▶ **Exercise task**: Can you rewrite the rows below with every "Express" changed to "Give" and everything else left as it is?

▶ **Dataset content**:

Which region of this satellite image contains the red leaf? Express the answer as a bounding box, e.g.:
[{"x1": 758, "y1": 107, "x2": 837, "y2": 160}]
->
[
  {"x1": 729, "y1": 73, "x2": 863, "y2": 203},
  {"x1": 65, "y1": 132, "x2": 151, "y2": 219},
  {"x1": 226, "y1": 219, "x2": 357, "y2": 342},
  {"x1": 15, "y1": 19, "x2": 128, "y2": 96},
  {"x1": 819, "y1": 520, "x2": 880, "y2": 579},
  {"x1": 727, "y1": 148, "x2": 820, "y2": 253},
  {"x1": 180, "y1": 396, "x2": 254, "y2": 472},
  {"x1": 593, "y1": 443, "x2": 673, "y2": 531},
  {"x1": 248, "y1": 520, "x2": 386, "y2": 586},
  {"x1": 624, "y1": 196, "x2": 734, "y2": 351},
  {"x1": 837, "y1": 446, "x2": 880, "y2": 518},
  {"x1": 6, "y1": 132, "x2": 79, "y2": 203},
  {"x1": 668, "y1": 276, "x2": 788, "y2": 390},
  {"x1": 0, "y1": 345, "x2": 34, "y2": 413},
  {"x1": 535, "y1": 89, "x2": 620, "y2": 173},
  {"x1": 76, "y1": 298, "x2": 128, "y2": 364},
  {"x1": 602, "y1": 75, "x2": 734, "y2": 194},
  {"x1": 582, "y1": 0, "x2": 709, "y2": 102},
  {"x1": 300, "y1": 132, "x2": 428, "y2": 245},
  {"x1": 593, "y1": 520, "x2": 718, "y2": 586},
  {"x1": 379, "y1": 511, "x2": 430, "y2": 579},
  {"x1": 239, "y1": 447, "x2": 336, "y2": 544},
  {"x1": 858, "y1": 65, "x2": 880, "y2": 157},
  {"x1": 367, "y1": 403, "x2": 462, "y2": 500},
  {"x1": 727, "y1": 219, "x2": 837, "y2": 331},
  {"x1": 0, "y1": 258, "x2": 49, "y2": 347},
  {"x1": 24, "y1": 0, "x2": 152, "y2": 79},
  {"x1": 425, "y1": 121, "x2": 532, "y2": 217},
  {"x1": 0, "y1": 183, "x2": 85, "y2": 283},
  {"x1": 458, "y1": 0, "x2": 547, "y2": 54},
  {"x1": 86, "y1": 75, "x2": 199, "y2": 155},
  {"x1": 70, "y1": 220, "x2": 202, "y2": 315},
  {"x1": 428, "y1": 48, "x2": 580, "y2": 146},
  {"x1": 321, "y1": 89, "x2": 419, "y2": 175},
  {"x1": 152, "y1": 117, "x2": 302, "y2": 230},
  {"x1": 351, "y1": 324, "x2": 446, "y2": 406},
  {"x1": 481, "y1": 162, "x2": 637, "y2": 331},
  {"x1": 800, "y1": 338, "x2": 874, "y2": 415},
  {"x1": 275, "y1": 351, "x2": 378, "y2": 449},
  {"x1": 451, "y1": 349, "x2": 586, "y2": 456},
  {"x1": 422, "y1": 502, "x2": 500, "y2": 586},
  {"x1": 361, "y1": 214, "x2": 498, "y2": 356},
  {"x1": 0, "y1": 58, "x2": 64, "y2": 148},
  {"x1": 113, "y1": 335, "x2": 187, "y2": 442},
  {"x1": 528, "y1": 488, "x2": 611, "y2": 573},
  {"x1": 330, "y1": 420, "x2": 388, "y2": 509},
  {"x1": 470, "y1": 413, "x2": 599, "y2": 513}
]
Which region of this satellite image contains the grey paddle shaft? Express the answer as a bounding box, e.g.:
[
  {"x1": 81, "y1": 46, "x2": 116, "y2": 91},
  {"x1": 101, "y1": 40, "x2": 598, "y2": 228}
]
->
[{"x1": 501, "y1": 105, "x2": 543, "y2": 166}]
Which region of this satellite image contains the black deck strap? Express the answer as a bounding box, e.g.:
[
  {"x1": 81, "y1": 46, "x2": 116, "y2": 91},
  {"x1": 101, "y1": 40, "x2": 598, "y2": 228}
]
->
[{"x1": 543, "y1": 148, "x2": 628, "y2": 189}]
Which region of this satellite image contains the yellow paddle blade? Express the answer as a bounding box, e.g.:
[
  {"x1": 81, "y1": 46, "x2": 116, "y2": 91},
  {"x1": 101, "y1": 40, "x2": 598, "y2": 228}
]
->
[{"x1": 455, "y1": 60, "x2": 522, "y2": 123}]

▶ **Full output**:
Which region of this satellite image contains the red leaf? Give the answer as a bounding box, e.g.:
[{"x1": 758, "y1": 107, "x2": 837, "y2": 160}]
->
[
  {"x1": 729, "y1": 73, "x2": 863, "y2": 203},
  {"x1": 65, "y1": 132, "x2": 151, "y2": 219},
  {"x1": 226, "y1": 219, "x2": 357, "y2": 342},
  {"x1": 15, "y1": 19, "x2": 128, "y2": 96},
  {"x1": 819, "y1": 520, "x2": 880, "y2": 579},
  {"x1": 727, "y1": 148, "x2": 820, "y2": 253},
  {"x1": 180, "y1": 396, "x2": 254, "y2": 472},
  {"x1": 593, "y1": 443, "x2": 673, "y2": 531},
  {"x1": 248, "y1": 520, "x2": 386, "y2": 586},
  {"x1": 624, "y1": 196, "x2": 734, "y2": 351},
  {"x1": 837, "y1": 446, "x2": 880, "y2": 518},
  {"x1": 6, "y1": 132, "x2": 79, "y2": 203},
  {"x1": 668, "y1": 276, "x2": 788, "y2": 390},
  {"x1": 0, "y1": 345, "x2": 34, "y2": 413},
  {"x1": 535, "y1": 89, "x2": 620, "y2": 173},
  {"x1": 76, "y1": 298, "x2": 128, "y2": 364},
  {"x1": 602, "y1": 75, "x2": 734, "y2": 194},
  {"x1": 582, "y1": 0, "x2": 709, "y2": 102},
  {"x1": 300, "y1": 132, "x2": 428, "y2": 245},
  {"x1": 593, "y1": 520, "x2": 718, "y2": 586},
  {"x1": 379, "y1": 511, "x2": 430, "y2": 579},
  {"x1": 239, "y1": 447, "x2": 336, "y2": 544},
  {"x1": 858, "y1": 65, "x2": 880, "y2": 157},
  {"x1": 367, "y1": 403, "x2": 462, "y2": 500},
  {"x1": 727, "y1": 219, "x2": 837, "y2": 331},
  {"x1": 0, "y1": 258, "x2": 49, "y2": 347},
  {"x1": 24, "y1": 0, "x2": 152, "y2": 79},
  {"x1": 425, "y1": 121, "x2": 532, "y2": 217},
  {"x1": 0, "y1": 183, "x2": 85, "y2": 283},
  {"x1": 458, "y1": 0, "x2": 547, "y2": 54},
  {"x1": 86, "y1": 75, "x2": 199, "y2": 155},
  {"x1": 70, "y1": 220, "x2": 202, "y2": 315},
  {"x1": 428, "y1": 48, "x2": 580, "y2": 146},
  {"x1": 321, "y1": 89, "x2": 419, "y2": 175},
  {"x1": 152, "y1": 117, "x2": 302, "y2": 230},
  {"x1": 351, "y1": 324, "x2": 446, "y2": 406},
  {"x1": 481, "y1": 162, "x2": 637, "y2": 331},
  {"x1": 800, "y1": 338, "x2": 874, "y2": 415},
  {"x1": 275, "y1": 351, "x2": 378, "y2": 449},
  {"x1": 451, "y1": 349, "x2": 586, "y2": 456},
  {"x1": 422, "y1": 502, "x2": 500, "y2": 586},
  {"x1": 361, "y1": 214, "x2": 498, "y2": 356},
  {"x1": 0, "y1": 58, "x2": 64, "y2": 148},
  {"x1": 113, "y1": 335, "x2": 187, "y2": 442},
  {"x1": 528, "y1": 488, "x2": 611, "y2": 573},
  {"x1": 330, "y1": 420, "x2": 388, "y2": 509},
  {"x1": 470, "y1": 413, "x2": 599, "y2": 513}
]
Which region of this satellite image contains the grey paddle shaft? Give the answer as a bounding box, e.g.:
[
  {"x1": 81, "y1": 46, "x2": 116, "y2": 91},
  {"x1": 101, "y1": 40, "x2": 598, "y2": 228}
]
->
[{"x1": 501, "y1": 105, "x2": 543, "y2": 166}]
Which region of this satellite image contains the black deck strap? Give the answer as a bounding box, e.g.:
[
  {"x1": 81, "y1": 46, "x2": 116, "y2": 91},
  {"x1": 101, "y1": 40, "x2": 598, "y2": 228}
]
->
[{"x1": 543, "y1": 148, "x2": 628, "y2": 189}]
Which region of this satellite image contains the yellow paddle blade? Give the answer as a bounding box, e.g.:
[
  {"x1": 81, "y1": 46, "x2": 116, "y2": 91},
  {"x1": 101, "y1": 40, "x2": 598, "y2": 228}
]
->
[{"x1": 455, "y1": 60, "x2": 522, "y2": 123}]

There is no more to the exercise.